Items listed in a dataset:
*-*-*
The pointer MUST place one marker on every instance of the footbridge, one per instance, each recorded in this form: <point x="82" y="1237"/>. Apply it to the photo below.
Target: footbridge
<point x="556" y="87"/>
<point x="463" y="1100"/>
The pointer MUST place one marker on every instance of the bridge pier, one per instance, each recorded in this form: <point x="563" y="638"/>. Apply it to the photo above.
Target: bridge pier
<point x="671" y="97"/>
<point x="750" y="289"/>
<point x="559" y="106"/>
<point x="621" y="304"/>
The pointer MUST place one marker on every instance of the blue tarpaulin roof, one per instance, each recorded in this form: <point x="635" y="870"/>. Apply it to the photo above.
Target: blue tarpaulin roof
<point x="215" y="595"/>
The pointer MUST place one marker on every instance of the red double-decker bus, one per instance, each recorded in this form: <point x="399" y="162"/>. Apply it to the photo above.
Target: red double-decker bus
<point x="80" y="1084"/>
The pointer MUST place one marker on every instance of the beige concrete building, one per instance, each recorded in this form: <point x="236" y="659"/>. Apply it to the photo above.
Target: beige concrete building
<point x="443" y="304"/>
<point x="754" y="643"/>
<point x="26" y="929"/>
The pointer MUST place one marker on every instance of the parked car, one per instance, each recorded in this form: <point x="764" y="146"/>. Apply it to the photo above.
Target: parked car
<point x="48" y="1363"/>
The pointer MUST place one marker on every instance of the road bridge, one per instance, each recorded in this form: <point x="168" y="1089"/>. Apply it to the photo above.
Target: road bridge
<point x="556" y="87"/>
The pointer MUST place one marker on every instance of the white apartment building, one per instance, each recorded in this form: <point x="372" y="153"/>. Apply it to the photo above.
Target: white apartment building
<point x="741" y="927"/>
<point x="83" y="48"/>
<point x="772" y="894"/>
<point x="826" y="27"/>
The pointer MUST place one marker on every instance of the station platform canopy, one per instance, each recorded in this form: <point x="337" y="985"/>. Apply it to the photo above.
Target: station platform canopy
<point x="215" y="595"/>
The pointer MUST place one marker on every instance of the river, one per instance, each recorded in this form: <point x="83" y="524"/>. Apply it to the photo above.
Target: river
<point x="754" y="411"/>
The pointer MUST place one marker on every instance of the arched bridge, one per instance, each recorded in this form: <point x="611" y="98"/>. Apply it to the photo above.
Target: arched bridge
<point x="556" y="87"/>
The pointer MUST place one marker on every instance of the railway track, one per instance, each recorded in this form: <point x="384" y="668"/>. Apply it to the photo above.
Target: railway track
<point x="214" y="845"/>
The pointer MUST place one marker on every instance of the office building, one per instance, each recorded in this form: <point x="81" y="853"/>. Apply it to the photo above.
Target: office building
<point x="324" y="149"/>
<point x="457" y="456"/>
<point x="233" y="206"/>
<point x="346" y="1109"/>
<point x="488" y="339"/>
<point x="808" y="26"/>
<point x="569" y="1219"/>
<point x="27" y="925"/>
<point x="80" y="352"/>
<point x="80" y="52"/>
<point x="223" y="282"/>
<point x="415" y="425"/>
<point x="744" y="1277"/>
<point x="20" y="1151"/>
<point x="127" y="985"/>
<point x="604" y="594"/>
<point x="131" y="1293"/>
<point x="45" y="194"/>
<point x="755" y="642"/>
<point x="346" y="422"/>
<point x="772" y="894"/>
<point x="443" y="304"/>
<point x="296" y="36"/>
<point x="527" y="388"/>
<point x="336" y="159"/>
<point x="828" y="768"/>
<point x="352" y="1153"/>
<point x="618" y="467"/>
*-*-*
Request: Set down all of the records shown above once more, exactly.

Exercise output:
The pointer MUST place one marker on every instance of the footbridge, one per instance, each recorded in this form: <point x="82" y="1237"/>. Apply it to the photo below.
Target: footbridge
<point x="556" y="87"/>
<point x="463" y="1100"/>
The pointer MUST place one marker on every instance of the bridge pier, one per instance, each recorded in this form: <point x="563" y="638"/>. Apply it to the photo above.
Target: bridge pier
<point x="671" y="97"/>
<point x="750" y="289"/>
<point x="559" y="106"/>
<point x="621" y="304"/>
The pointer MUST place one marker on every instance of the blue tarpaulin roof, one per instance, each recorded in this form: <point x="635" y="870"/>. Apply it to the photo above.
Target: blue tarpaulin roof
<point x="215" y="595"/>
The pointer MUST place one marker on every instance of the red double-decker bus, one per instance, each recorded in this form: <point x="399" y="162"/>. Apply it to the photo above.
Target: red double-decker bus
<point x="80" y="1084"/>
The pointer MUST place one marker on every instance of the beige concrete building, one per instance, each recorded in this form: <point x="236" y="659"/>. Apply it to the photo above.
Target: beige concrete building
<point x="443" y="304"/>
<point x="754" y="643"/>
<point x="26" y="929"/>
The pointer MUST place one marker on every instance of the parked car, one per instance, each recorded in this form: <point x="764" y="146"/>. Apply it to the photo above.
Target: parked car
<point x="48" y="1363"/>
The pointer MUST place one marker on every instance of the road bridge, one per instance, each recorded in this form: <point x="168" y="1089"/>. Apply it to the photo above.
Target: road bridge
<point x="556" y="87"/>
The pointer MUST place one marker on every instance of the white apartment building, one per instance, each recorded in this form: <point x="372" y="153"/>. Apply it to the photo above.
Target: white apartment building
<point x="741" y="927"/>
<point x="83" y="48"/>
<point x="772" y="894"/>
<point x="826" y="27"/>
The pointer MUST place one marker on every instance of the station platform canopy, one per instance, each recorded in this form: <point x="337" y="985"/>. Apply it to the photo above.
Target: station platform canopy
<point x="215" y="595"/>
The pointer MUST place one marker on every instance of the river, one per instance, each recorded in this form: <point x="83" y="524"/>. Apply it to the photo above.
Target: river
<point x="754" y="411"/>
The pointer MUST place one marker on every instance of the arched bridge, one per instance, each recorded in this form: <point x="611" y="98"/>. Apply it to the photo above.
Target: arched bridge
<point x="556" y="87"/>
The pointer MUST place one marker on every instance of the railway track, one per instance, each recorded in this form: <point x="384" y="668"/>. Apply it to the photo above.
Target: railway track
<point x="214" y="845"/>
The pointer MUST place one marker on every instance of the office building, one per instance, each recorded in this form: <point x="81" y="853"/>. Apply it to the photo above.
Target: office building
<point x="324" y="149"/>
<point x="457" y="456"/>
<point x="233" y="206"/>
<point x="346" y="1109"/>
<point x="488" y="339"/>
<point x="808" y="26"/>
<point x="569" y="1219"/>
<point x="27" y="925"/>
<point x="80" y="352"/>
<point x="80" y="52"/>
<point x="223" y="282"/>
<point x="415" y="425"/>
<point x="744" y="1277"/>
<point x="20" y="1151"/>
<point x="127" y="985"/>
<point x="604" y="594"/>
<point x="131" y="1293"/>
<point x="45" y="194"/>
<point x="755" y="642"/>
<point x="346" y="422"/>
<point x="772" y="894"/>
<point x="443" y="304"/>
<point x="296" y="36"/>
<point x="527" y="388"/>
<point x="336" y="159"/>
<point x="828" y="768"/>
<point x="352" y="1153"/>
<point x="618" y="467"/>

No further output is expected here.